◆ EXERCISE TASKS ◆
1) According to the epoll timeout message, why should sys_* system-call functions return "long" instead of "int"? Answer in one to three sentences.
2) Answer these questions from the epoll timeout message:
(a) Which function is offered as an example of the correct return type?
(b) Where did Linus mention the point?
(c) What had the writer always assumed returned longs were due to?
3) Can you repeat the part of the epoll timeout message starting with "Linus mentioned it" and going on through "architecture implementations vary)."?

◆ SELECTION ◆
------------------------------

Re: {sys_,/dev/}epoll waiting timeout

From: Jamie Lokier (jamie@shareable.org)
Date: Tue Jan 28 2003 - 16:36:21 EST


Randy.Dunlap wrote:
> On Wed, 22 Jan 2003, Jamie Lokier wrote:
>
> | ps. sys_* system-call functions should never return "int". They
> | should always return "long" or a pointer - even if the user-space
> | equivalent returns "int". Take a look at sys_open() for an example.
> | Technical requirement of the system call return path on 64-bit targets.
>
> Is this a blanket truism? For all architectures?

I believe so, for all architecture-independent syscall functions.
(And architecture-dependent on those that need it -- see end of this
message).

Linus mentioned it in passing in the recent x86 vsyscall threads. I
have never seen it mentioned before. I always assumed that returned
longs were due to sloppy programming :)

If you look at the syscall return paths on the 64-bit architectures,
some of them always check the 64-bit return value register to see if
it is negative. If so, they set an error flag, which is what
userspace uses to decide whether to return -1, rather than checking if
the return value is >= -4096 (or >= -125, architecture implementations vary).

------------------------------

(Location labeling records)

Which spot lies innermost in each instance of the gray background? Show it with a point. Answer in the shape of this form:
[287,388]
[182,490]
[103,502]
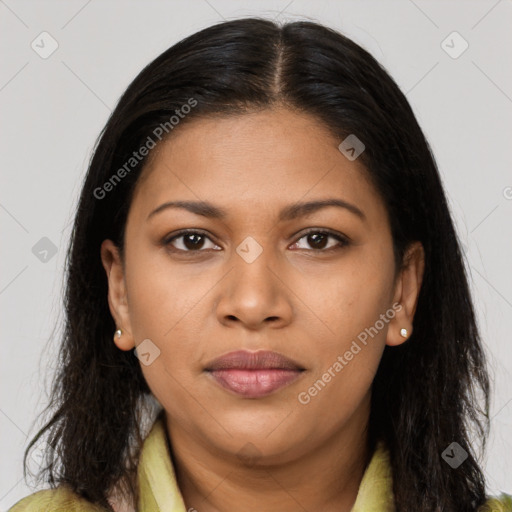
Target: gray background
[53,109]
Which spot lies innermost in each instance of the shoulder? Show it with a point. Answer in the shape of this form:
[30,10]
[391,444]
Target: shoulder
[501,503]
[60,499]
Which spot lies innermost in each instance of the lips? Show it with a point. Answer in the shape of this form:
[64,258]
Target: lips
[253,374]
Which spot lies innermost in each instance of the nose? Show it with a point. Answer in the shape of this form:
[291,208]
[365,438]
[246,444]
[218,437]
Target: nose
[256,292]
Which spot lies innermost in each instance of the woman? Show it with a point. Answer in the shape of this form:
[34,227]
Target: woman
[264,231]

------------------------------

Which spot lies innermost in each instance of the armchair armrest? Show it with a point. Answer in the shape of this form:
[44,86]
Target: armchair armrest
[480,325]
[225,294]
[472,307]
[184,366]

------------------------------

◆ ANSWERS FOR THE EXERCISE ◆
1) It is a technical requirement of the system call return path on 64-bit targets. Some 64-bit architectures always check the 64-bit return value register to see whether it is negative and, if so, set an error flag. Userspace uses that flag to decide whether to return -1, rather than checking whether the return value is >= -4096 (or >= -125).

2)
(a) sys_open()
(b) In the recent x86 vsyscall threads.
(c) Sloppy programming.

3)
Linus mentioned it in passing in the recent x86 vsyscall threads. I
have never seen it mentioned before. I always assumed that returned
longs were due to sloppy programming :)

If you look at the syscall return paths on the 64-bit architectures,
some of them always check the 64-bit return value register to see if
it is negative. If so, they set an error flag, which is what
userspace uses to decide whether to return -1, rather than checking if
the return value is >= -4096 (or >= -125, architecture implementations vary).